## WRITTEN REQUEST
Copy word for word the passage from the forum thread on per-example gradients below, beginning at the words "Do you mean" and stopping after "torch.sum(B*B, dim=1)*torch.sum(A*A, dim=1)".

## GIVEN TEXT
▼▼▼

Efficient Per-Example Gradient Computations

Assume we have a batch of data. Given each data point in the batch, I would like to get the norm of the gradient of the output of the network w.r.t the network parameters.

A naive solution is to perform multiple forward and backward passes (one pass for one data point), but this is pretty slow. Is there a better solution?

A better solution seems possible, but I don’t see any mention of it in Pytorch documentation.

https://arxiv.org/abs/1510.01799

2 Likes

Hi,

A naive solution is to perform multiple forward and backward passes (one pass for one data point), but this is pretty slow.

Do you mean to feed the data points within a for-loop one by one? I don’t think this will be right because PyTorch is doing accumulation on the gradients.

Thanks.

If you just have conv2d + linear layers, you could do this using single backward pass using something like this – https://github.com/cybertronai/autograd-hacks/blob/master/autograd_hacks.py#L167

For norms squared, replace “grad1=einsum” line with torch.sum(B*B, dim=1)*torch.sum(A*A, dim=1)

▲▲▲

Records from a data collection:
▼▼▼

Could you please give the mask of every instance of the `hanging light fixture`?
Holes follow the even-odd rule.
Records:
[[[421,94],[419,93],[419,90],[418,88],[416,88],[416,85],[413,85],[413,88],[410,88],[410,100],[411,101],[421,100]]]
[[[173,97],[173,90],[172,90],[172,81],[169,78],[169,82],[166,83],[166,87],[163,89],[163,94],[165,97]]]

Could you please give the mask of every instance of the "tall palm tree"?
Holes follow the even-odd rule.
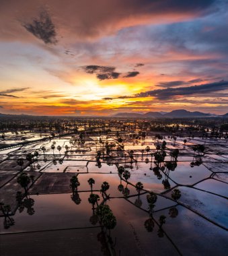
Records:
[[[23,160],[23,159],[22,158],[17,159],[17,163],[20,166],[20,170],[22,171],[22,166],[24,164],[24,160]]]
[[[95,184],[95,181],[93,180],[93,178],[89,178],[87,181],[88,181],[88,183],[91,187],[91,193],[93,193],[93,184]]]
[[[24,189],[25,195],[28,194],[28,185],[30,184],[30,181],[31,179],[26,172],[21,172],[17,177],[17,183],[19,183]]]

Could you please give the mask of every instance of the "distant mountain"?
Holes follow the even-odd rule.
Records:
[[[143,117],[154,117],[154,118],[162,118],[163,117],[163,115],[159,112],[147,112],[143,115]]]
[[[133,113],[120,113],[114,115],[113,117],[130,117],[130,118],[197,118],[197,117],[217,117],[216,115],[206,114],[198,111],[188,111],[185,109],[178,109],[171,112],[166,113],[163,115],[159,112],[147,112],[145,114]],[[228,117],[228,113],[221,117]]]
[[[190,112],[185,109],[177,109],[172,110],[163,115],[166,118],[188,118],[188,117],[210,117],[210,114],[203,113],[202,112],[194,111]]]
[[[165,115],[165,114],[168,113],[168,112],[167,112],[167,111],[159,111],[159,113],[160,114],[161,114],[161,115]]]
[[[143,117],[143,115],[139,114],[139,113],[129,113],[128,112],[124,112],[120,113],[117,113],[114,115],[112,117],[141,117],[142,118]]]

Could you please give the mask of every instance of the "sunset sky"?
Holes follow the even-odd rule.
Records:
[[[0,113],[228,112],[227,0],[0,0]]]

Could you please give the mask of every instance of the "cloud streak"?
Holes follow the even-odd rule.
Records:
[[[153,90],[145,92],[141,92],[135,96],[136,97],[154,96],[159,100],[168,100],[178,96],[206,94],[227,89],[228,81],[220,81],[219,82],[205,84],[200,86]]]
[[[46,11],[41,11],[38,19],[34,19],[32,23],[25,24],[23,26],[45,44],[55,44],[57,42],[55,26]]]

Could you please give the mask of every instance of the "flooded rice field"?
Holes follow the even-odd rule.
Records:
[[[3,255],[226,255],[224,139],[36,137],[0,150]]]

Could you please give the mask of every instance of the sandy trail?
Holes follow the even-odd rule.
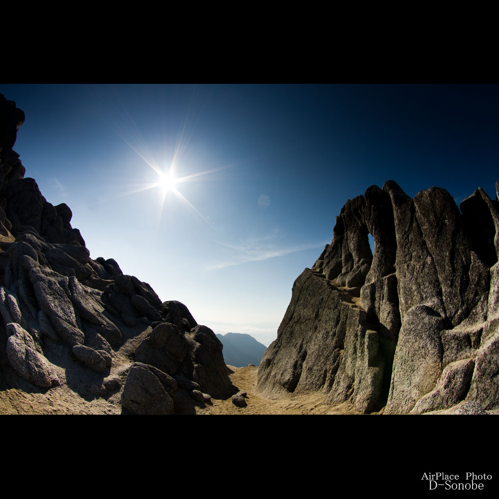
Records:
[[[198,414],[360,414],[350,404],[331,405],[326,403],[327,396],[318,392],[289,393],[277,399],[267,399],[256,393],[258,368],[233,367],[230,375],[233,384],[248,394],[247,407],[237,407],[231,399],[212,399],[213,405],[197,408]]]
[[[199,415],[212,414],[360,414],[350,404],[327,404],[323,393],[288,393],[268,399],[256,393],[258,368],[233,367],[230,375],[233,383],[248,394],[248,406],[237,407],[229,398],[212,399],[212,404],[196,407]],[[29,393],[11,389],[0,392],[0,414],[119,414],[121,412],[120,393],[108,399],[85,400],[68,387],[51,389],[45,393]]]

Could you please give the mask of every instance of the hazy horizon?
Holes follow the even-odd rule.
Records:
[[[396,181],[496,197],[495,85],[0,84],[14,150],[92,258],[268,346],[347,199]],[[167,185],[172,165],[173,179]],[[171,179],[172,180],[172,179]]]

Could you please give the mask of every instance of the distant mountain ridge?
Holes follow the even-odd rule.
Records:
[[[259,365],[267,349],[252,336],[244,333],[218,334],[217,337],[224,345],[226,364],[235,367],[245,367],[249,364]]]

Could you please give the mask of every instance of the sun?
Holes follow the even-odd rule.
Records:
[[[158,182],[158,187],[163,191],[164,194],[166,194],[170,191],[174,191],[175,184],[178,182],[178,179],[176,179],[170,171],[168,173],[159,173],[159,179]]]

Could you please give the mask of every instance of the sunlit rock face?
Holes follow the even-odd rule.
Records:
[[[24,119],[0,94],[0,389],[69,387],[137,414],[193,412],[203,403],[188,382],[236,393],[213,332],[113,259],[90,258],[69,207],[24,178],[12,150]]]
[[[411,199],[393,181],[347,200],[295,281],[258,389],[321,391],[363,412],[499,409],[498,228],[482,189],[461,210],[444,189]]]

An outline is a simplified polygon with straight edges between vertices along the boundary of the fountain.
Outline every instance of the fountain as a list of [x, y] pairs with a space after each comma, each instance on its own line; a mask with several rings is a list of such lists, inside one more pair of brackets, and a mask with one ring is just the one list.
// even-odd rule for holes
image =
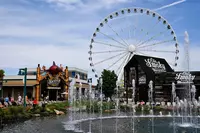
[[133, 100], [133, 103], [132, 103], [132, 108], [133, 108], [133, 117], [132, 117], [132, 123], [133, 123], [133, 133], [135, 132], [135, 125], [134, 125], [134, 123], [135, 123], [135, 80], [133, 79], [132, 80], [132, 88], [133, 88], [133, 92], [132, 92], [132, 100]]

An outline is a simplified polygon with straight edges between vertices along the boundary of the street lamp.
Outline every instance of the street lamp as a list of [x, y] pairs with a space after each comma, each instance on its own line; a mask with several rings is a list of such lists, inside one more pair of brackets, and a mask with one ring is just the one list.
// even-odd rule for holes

▲▲▲
▼▼▼

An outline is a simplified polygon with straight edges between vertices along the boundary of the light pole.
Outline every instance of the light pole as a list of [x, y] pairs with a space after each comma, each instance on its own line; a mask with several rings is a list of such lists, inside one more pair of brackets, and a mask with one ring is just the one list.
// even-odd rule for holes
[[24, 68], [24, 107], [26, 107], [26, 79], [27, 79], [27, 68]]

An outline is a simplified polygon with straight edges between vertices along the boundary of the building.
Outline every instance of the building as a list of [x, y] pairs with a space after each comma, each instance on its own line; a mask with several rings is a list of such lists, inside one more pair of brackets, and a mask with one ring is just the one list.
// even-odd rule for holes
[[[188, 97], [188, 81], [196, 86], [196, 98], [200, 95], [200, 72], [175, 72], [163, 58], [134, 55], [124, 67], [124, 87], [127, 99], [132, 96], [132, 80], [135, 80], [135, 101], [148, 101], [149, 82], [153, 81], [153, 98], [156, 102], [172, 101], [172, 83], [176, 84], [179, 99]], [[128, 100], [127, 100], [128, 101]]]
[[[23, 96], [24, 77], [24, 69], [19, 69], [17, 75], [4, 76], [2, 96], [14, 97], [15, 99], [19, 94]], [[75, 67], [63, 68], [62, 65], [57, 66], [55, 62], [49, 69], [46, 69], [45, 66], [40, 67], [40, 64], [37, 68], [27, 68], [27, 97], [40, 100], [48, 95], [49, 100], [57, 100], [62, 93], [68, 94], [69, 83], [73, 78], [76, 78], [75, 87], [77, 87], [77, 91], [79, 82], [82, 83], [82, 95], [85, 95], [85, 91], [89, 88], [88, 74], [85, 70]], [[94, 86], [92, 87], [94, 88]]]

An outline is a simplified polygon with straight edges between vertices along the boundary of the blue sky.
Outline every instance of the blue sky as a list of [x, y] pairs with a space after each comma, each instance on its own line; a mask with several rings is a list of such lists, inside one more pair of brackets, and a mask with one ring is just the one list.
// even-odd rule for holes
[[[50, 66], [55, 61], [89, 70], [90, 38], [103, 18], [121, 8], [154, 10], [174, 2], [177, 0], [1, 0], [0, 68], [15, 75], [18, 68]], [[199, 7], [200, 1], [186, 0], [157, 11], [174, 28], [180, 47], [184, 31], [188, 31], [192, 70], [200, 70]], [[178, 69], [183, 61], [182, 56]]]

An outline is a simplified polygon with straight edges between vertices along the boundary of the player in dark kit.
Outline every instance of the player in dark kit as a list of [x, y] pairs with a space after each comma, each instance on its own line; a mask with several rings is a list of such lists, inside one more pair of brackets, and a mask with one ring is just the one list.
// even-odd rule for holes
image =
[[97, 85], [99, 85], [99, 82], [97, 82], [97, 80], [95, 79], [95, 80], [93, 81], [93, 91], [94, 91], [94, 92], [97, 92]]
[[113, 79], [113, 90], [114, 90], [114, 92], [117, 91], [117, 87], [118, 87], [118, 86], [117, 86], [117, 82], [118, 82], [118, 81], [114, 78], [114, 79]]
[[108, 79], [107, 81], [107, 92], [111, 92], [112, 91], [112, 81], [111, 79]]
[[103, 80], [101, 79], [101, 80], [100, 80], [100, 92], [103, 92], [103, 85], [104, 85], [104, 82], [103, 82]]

▲▲▲

## SOLVED PROBLEM
Do you mean to feed the data points within a for-loop one by one? I don’t think this will be right because PyTorch is doing accumulation on the gradients.

Thanks.

If you just have conv2d + linear layers, you could do this using single backward pass using something like this – https://github.com/cybertronai/autograd-hacks/blob/master/autograd_hacks.py#L167

For norms squared, replace “grad1=einsum” line with torch.sum(B*B, dim=1)*torch.sum(A*A, dim=1)